_Exercise directions:_ Can you copy the lines of the records again, starting at the line that contains "one marker per instance, written like [512,24]" and ending at the end of the records, keeping the requests and raising every coordinate in the answers by 109? Leave the numbers in the requests and their format samples unchanged.

_Record list:_
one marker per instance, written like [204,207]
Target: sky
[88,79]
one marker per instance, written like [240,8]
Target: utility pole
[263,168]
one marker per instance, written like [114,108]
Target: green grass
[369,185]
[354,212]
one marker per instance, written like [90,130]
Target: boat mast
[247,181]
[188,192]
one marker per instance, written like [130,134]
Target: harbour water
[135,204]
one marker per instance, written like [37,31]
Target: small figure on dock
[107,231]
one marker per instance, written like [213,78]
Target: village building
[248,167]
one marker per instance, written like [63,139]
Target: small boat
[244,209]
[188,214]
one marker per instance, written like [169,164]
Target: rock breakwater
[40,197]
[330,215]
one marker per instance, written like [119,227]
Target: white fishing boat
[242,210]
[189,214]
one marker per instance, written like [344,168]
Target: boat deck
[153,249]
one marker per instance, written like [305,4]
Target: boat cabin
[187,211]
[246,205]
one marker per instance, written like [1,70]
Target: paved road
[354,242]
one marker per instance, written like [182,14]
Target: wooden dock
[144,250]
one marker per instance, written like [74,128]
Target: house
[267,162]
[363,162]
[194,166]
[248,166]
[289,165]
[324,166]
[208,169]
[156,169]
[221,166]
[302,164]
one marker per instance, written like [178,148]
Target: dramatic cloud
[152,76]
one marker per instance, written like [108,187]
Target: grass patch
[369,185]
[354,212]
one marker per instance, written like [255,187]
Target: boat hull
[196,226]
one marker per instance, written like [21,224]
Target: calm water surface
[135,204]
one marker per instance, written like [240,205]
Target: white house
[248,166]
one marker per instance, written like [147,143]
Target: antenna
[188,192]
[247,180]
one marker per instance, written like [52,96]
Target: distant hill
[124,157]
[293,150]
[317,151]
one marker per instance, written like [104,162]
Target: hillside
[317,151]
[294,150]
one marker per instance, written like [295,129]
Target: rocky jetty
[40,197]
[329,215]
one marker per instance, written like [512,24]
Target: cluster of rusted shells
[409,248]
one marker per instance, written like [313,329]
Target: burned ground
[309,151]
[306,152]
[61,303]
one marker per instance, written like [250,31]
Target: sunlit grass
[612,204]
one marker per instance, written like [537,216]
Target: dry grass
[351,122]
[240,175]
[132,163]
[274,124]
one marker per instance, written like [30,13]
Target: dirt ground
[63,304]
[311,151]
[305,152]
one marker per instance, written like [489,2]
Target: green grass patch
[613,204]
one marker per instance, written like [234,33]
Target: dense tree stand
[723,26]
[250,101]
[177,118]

_The reply:_
one marker per instance, written like [512,24]
Target: cluster of rusted shells
[518,357]
one marker per instance, written like [313,329]
Target: burned ground
[418,260]
[415,261]
[170,412]
one marker per instance, written like [250,31]
Target: sunlit grass
[721,313]
one marker per instance, written like [537,216]
Target: dry grass
[460,231]
[349,284]
[241,272]
[383,233]
one marker per instance, written like [30,13]
Target: dirt ground
[172,413]
[420,260]
[414,261]
one marker per instance, written like [489,2]
Target: green grass patch
[722,313]
one marker per instance, written like [234,33]
Target: dense tree stand
[832,135]
[359,210]
[286,227]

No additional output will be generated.